● Given records
* * * * * * *

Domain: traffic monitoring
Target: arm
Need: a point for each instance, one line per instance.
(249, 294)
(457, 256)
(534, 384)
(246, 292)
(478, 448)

* * * * * * *

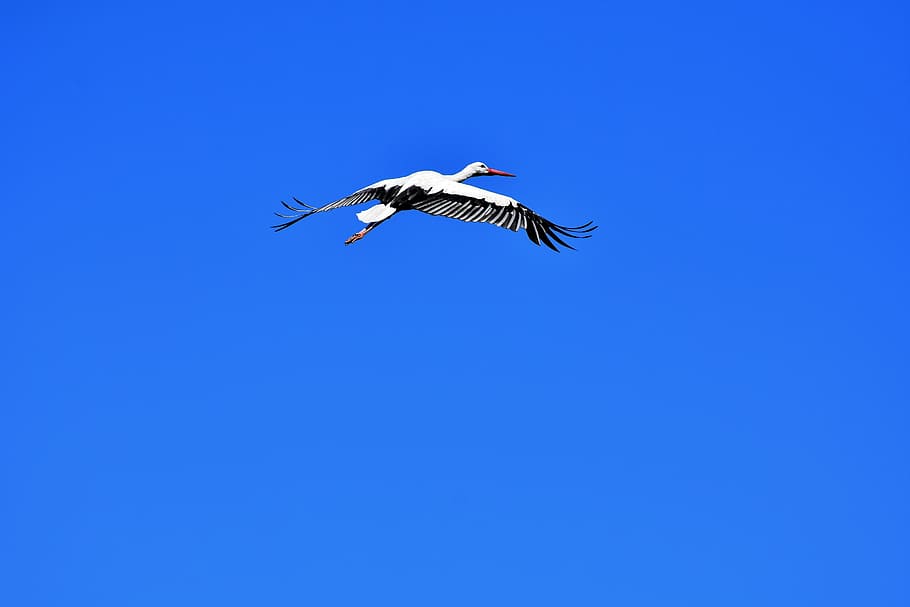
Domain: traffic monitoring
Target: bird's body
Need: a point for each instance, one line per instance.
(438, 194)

* * * * * * *

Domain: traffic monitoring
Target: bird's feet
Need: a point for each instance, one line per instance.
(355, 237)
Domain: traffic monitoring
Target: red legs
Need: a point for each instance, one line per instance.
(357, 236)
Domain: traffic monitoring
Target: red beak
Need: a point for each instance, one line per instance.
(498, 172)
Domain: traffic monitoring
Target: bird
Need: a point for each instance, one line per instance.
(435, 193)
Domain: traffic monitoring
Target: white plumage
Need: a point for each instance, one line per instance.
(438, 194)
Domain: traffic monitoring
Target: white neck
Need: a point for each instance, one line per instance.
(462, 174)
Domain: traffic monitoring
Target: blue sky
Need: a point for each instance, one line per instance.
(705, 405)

* * * * * * *

● Your task
In the material above, find each line containing the word "white" and copy it.

● Response area
Target: white plumage
Target: white neck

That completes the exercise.